Prompt —
Print the following lines verbatim.

Material for the task —
++++++++

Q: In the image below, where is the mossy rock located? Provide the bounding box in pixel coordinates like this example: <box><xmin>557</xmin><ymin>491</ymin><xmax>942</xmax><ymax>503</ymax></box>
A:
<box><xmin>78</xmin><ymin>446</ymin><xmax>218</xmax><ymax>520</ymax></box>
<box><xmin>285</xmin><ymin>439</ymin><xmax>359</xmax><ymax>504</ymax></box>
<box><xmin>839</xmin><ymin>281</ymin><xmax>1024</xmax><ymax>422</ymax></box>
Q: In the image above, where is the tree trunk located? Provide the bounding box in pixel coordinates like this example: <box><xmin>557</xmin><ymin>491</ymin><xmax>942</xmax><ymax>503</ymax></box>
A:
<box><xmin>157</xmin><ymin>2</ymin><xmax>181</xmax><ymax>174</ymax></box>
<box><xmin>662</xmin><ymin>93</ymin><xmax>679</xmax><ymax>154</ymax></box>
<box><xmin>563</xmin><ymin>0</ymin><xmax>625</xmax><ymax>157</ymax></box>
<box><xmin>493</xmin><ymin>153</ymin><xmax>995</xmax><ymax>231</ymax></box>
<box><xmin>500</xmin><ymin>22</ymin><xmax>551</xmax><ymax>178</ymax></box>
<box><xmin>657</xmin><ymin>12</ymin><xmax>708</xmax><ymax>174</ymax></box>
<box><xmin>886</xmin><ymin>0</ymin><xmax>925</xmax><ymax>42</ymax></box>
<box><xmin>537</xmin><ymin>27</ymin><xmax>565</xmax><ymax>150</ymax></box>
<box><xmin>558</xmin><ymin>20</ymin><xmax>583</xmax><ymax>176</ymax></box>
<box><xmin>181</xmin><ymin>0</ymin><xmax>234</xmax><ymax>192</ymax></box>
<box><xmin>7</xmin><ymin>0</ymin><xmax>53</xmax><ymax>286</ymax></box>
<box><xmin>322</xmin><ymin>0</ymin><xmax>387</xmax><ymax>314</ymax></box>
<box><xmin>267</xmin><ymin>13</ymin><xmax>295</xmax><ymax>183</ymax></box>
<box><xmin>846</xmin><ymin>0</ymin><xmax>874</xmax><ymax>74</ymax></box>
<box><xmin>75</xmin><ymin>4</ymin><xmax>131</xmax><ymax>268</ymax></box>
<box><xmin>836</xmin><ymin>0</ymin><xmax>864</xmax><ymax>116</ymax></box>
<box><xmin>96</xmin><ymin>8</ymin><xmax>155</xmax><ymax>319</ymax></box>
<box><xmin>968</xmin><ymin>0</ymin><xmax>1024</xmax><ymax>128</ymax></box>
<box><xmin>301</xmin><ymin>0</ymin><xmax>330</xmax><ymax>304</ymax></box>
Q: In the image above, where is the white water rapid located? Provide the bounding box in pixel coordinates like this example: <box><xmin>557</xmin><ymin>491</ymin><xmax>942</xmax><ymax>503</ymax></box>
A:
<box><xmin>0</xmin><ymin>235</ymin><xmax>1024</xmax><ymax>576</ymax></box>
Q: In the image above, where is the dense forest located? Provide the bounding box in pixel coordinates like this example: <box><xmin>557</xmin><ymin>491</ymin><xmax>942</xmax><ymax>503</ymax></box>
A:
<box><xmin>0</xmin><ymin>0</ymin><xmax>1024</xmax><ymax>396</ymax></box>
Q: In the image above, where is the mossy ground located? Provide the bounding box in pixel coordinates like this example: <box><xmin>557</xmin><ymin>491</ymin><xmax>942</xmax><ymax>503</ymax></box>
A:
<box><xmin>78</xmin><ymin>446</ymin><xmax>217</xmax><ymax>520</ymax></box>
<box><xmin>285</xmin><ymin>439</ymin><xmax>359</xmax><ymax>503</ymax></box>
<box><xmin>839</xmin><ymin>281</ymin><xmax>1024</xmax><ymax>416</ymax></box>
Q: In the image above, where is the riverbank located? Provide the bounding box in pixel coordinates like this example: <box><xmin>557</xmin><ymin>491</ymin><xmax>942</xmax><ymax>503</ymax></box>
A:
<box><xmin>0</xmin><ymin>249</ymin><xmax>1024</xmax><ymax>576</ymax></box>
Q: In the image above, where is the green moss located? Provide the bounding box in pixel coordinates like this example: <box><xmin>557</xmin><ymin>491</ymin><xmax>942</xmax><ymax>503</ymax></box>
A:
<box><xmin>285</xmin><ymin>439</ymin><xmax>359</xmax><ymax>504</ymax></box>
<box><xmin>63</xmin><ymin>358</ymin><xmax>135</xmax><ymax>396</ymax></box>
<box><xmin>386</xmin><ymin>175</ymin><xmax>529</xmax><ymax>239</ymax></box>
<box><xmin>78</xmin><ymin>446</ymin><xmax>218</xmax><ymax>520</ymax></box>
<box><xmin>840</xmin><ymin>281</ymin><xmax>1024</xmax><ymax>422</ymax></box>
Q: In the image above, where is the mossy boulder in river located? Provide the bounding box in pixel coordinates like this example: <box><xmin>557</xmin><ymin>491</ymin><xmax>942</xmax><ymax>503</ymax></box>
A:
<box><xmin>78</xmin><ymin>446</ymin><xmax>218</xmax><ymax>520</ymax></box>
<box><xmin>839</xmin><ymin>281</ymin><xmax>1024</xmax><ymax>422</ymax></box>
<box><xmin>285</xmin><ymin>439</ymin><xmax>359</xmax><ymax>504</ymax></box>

++++++++

Expected answer —
Q: In the image below, where is the mossy rock located? Provide the bounding box in pixel coordinates like this example: <box><xmin>557</xmin><ymin>491</ymin><xmax>942</xmax><ymax>503</ymax></box>
A:
<box><xmin>78</xmin><ymin>446</ymin><xmax>218</xmax><ymax>520</ymax></box>
<box><xmin>285</xmin><ymin>439</ymin><xmax>359</xmax><ymax>504</ymax></box>
<box><xmin>839</xmin><ymin>281</ymin><xmax>1024</xmax><ymax>422</ymax></box>
Q: In the image above, where is the tree trunk located? Provide the bounding box in pixel coordinates like this example: <box><xmin>557</xmin><ymin>491</ymin><xmax>942</xmax><ymax>503</ymax></box>
A:
<box><xmin>157</xmin><ymin>2</ymin><xmax>181</xmax><ymax>174</ymax></box>
<box><xmin>662</xmin><ymin>93</ymin><xmax>679</xmax><ymax>154</ymax></box>
<box><xmin>563</xmin><ymin>0</ymin><xmax>625</xmax><ymax>157</ymax></box>
<box><xmin>493</xmin><ymin>153</ymin><xmax>995</xmax><ymax>231</ymax></box>
<box><xmin>500</xmin><ymin>22</ymin><xmax>551</xmax><ymax>178</ymax></box>
<box><xmin>657</xmin><ymin>12</ymin><xmax>708</xmax><ymax>174</ymax></box>
<box><xmin>886</xmin><ymin>0</ymin><xmax>925</xmax><ymax>42</ymax></box>
<box><xmin>537</xmin><ymin>27</ymin><xmax>565</xmax><ymax>150</ymax></box>
<box><xmin>558</xmin><ymin>20</ymin><xmax>583</xmax><ymax>176</ymax></box>
<box><xmin>181</xmin><ymin>0</ymin><xmax>234</xmax><ymax>192</ymax></box>
<box><xmin>7</xmin><ymin>0</ymin><xmax>53</xmax><ymax>286</ymax></box>
<box><xmin>322</xmin><ymin>0</ymin><xmax>387</xmax><ymax>314</ymax></box>
<box><xmin>267</xmin><ymin>13</ymin><xmax>295</xmax><ymax>183</ymax></box>
<box><xmin>846</xmin><ymin>0</ymin><xmax>874</xmax><ymax>74</ymax></box>
<box><xmin>75</xmin><ymin>4</ymin><xmax>131</xmax><ymax>268</ymax></box>
<box><xmin>836</xmin><ymin>0</ymin><xmax>864</xmax><ymax>116</ymax></box>
<box><xmin>96</xmin><ymin>8</ymin><xmax>155</xmax><ymax>319</ymax></box>
<box><xmin>968</xmin><ymin>0</ymin><xmax>1024</xmax><ymax>128</ymax></box>
<box><xmin>301</xmin><ymin>0</ymin><xmax>330</xmax><ymax>304</ymax></box>
Q: In the image above, where is the white water rapid located? Provide the bounding box in pixel coordinates like this example: <box><xmin>557</xmin><ymin>491</ymin><xmax>942</xmax><ymax>503</ymax></box>
A:
<box><xmin>0</xmin><ymin>235</ymin><xmax>1024</xmax><ymax>576</ymax></box>
Q: In the image above, where is the dense forest located? Provide the bounding box in pixel coordinates like this example: <box><xmin>557</xmin><ymin>491</ymin><xmax>942</xmax><ymax>503</ymax></box>
A:
<box><xmin>0</xmin><ymin>0</ymin><xmax>1024</xmax><ymax>396</ymax></box>
Q: In the image above, where is the mossy ground located? Provide the bounding box in pixel coordinates like this example: <box><xmin>557</xmin><ymin>491</ymin><xmax>942</xmax><ymax>503</ymax></box>
A:
<box><xmin>78</xmin><ymin>446</ymin><xmax>217</xmax><ymax>520</ymax></box>
<box><xmin>285</xmin><ymin>439</ymin><xmax>359</xmax><ymax>503</ymax></box>
<box><xmin>839</xmin><ymin>281</ymin><xmax>1024</xmax><ymax>416</ymax></box>
Q: In the image above, where is the riverbank located? Provide the bounding box in pixel coordinates like this example: <box><xmin>557</xmin><ymin>491</ymin><xmax>942</xmax><ymax>503</ymax></box>
A:
<box><xmin>0</xmin><ymin>249</ymin><xmax>1024</xmax><ymax>576</ymax></box>
Q: In the image above, where is the green moss located? Provide the bounding box in pixel coordinates like this example: <box><xmin>557</xmin><ymin>491</ymin><xmax>942</xmax><ymax>503</ymax></box>
A:
<box><xmin>285</xmin><ymin>439</ymin><xmax>359</xmax><ymax>504</ymax></box>
<box><xmin>63</xmin><ymin>358</ymin><xmax>135</xmax><ymax>396</ymax></box>
<box><xmin>386</xmin><ymin>175</ymin><xmax>529</xmax><ymax>239</ymax></box>
<box><xmin>78</xmin><ymin>446</ymin><xmax>218</xmax><ymax>520</ymax></box>
<box><xmin>840</xmin><ymin>281</ymin><xmax>1024</xmax><ymax>422</ymax></box>
Q: In the image above, where is the mossy boulder in river located? Provide the bounding box in pixel coordinates like this example: <box><xmin>557</xmin><ymin>491</ymin><xmax>942</xmax><ymax>503</ymax></box>
A:
<box><xmin>78</xmin><ymin>446</ymin><xmax>218</xmax><ymax>520</ymax></box>
<box><xmin>839</xmin><ymin>281</ymin><xmax>1024</xmax><ymax>422</ymax></box>
<box><xmin>285</xmin><ymin>439</ymin><xmax>359</xmax><ymax>504</ymax></box>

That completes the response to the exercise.